Who’s in my top 10 list? It’s very difficult to compile a list I’d be satisfied with as it’d very likely change over time. If you’d had asked me 10 years ago it’d doubtless have been a very different list from one I might compile 10 years from now. And what criteria would I use to compile the list? People who I think other people would regard as the greatest Britons regardless of whether I liked or admired or appreciated their achievements (Dickens would fall into that category, undoubtedly a great Briton but does nothing for me), or should it be an honest list of people who’ve made some form of impression on me? The BBC define the following criteria:

Legacy – How much influence has he had on the world today
Genius – how original/brilliant was he?
Leadership – how great a leader was he?
Bravery – how courageous was he?
Compassion – how compassionate was he?

However, right now, my list might contain, in no definite order:

Charles Darwin (changed the world for ever and inspired the Jungle Book song – Oh, oobee doo
I wanna be like you)
William Shakespeare (how did he manage to get so many famous quotes into all his plays?)
William Blake (artistic genius – what immortal hand or eye framed his wonderful paintings)
Alfred the Great (united Britain, well, England making this list possible)
Oliver Cromwell (oversaw the only period in our history when we were a republic – I am not a royalist)

+---+

Problems to solve:
**a)** Which criteria does the BBC define in the passage on greatest Britons?
**b)** Can you reproduce the passage on greatest Britons between "Leadership – how" and "his wonderful paintings)", inclusive?
The rows that come after this play no role here.

Rows:

+---+

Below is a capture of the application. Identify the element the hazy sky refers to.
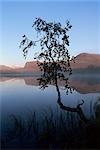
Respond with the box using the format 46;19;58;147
0;0;100;66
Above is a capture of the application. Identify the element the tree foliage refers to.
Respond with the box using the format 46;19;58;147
20;18;72;88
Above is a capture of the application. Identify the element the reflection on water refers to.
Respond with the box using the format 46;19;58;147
0;76;100;147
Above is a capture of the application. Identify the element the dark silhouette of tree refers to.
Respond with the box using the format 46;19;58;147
20;18;72;89
20;18;87;122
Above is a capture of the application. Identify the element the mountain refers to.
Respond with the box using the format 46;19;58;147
71;53;100;69
0;53;100;75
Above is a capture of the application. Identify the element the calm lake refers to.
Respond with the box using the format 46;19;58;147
0;75;100;148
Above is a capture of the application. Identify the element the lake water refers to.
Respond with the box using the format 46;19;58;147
0;75;100;147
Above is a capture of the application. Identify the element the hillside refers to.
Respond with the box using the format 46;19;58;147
71;53;100;69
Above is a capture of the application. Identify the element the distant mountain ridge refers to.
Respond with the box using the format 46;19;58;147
0;53;100;73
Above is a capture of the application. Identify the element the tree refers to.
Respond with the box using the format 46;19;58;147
20;18;87;122
20;18;72;88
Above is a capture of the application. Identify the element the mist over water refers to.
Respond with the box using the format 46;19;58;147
0;75;100;149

+---+

Written responses:
**a)** Legacy, Genius, Leadership, Bravery, Compassion

**b)**
Leadership – how great a leader was he?
Bravery – how courageous was he?
Compassion – how compassionate was he?

However, right now, my list might contain, in no definite order:

Charles Darwin (changed the world for ever and inspired the Jungle Book song – Oh, oobee doo
I wanna be like you)
William Shakespeare (how did he manage to get so many famous quotes into all his plays?)
William Blake (artistic genius – what immortal hand or eye framed his wonderful paintings)